Dataset content ▸
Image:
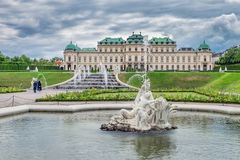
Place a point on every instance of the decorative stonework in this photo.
(147, 114)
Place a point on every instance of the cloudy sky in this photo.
(42, 28)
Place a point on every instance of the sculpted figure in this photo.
(146, 113)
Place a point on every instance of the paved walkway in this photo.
(213, 108)
(22, 98)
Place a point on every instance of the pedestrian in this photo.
(35, 86)
(39, 86)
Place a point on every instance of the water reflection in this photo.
(148, 147)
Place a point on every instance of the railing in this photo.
(15, 101)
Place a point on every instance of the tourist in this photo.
(35, 86)
(39, 84)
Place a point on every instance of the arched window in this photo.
(136, 59)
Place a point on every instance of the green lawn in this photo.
(235, 67)
(229, 82)
(129, 95)
(23, 79)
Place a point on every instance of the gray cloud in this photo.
(41, 28)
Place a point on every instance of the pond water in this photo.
(41, 136)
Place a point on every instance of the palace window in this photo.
(136, 59)
(183, 59)
(121, 59)
(75, 58)
(167, 59)
(129, 58)
(161, 58)
(151, 59)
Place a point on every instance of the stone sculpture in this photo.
(147, 114)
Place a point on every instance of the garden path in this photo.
(21, 98)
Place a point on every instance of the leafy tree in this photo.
(232, 56)
(2, 57)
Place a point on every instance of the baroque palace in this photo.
(162, 54)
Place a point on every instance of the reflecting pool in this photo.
(38, 136)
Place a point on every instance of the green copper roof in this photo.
(135, 39)
(165, 40)
(78, 49)
(71, 47)
(112, 41)
(204, 46)
(88, 50)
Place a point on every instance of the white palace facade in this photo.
(162, 55)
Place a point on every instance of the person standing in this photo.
(39, 86)
(35, 86)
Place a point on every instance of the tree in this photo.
(25, 59)
(2, 57)
(232, 56)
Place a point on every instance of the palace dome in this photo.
(71, 47)
(204, 46)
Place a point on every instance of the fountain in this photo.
(147, 113)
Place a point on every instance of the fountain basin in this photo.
(77, 136)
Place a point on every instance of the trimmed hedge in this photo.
(23, 67)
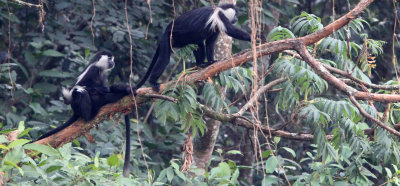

Exercise prompt ▸ Copy out every line of the entries above word for word, leaving the pictures out of your answer.

Reply ▸
Image:
Place a point on every instance of the decorative stonework in this photo.
(147, 114)
Place a point on every instance of the cloudy sky in this photo.
(42, 28)
Place a point on every instance of the sculpted figure in this photo.
(146, 113)
Place a point on every instance of the paved walkway in this photo.
(213, 108)
(22, 98)
Place a point on every instance of the pedestrian in this photo.
(35, 86)
(39, 86)
Place a point on every instance of the water reflection in this photo.
(148, 147)
Place a point on every instance of the railing in this photo.
(15, 101)
Place a point on every instance of the tourist in this photo.
(35, 86)
(39, 84)
Place a point on every instance of the arched window in this photo.
(136, 59)
Place a point on every instance of the green lawn in this photo.
(235, 67)
(229, 82)
(129, 95)
(23, 79)
Place a point on every instance of the gray cloud in this photo.
(41, 28)
Place a point on every instance of the pond water in this photo.
(41, 136)
Place a point on every instance of the palace window in this photo.
(136, 59)
(183, 59)
(121, 59)
(75, 58)
(167, 59)
(129, 58)
(161, 58)
(151, 59)
Place a point on every instance of the stone sculpture in this photo.
(147, 114)
Place a point on every instance of the garden path in this photo.
(21, 98)
Place a point on every instance of the leafy tree in this photo.
(232, 56)
(2, 57)
Place a point on every instance of the baroque palace in this photo.
(162, 54)
Place a point on every instance of the reflecting pool in this photo.
(38, 136)
Place a point on every instance of the green copper roof in this photo.
(135, 39)
(165, 40)
(78, 49)
(71, 47)
(112, 41)
(204, 46)
(88, 50)
Place a point on every instance of the white palace facade in this photo.
(162, 55)
Place a point on every instance of the person standing in this photo.
(39, 86)
(35, 86)
Place a point on every instance of the tree in this photo.
(25, 59)
(2, 57)
(232, 56)
Place a point on every instance of the palace dome in this photo.
(71, 47)
(204, 46)
Place a point on every instance of the fountain in this photo.
(147, 113)
Place a point on every instance of the fountain basin in this photo.
(77, 136)
Place a point on every instance of the trimmed hedge in this photo.
(23, 67)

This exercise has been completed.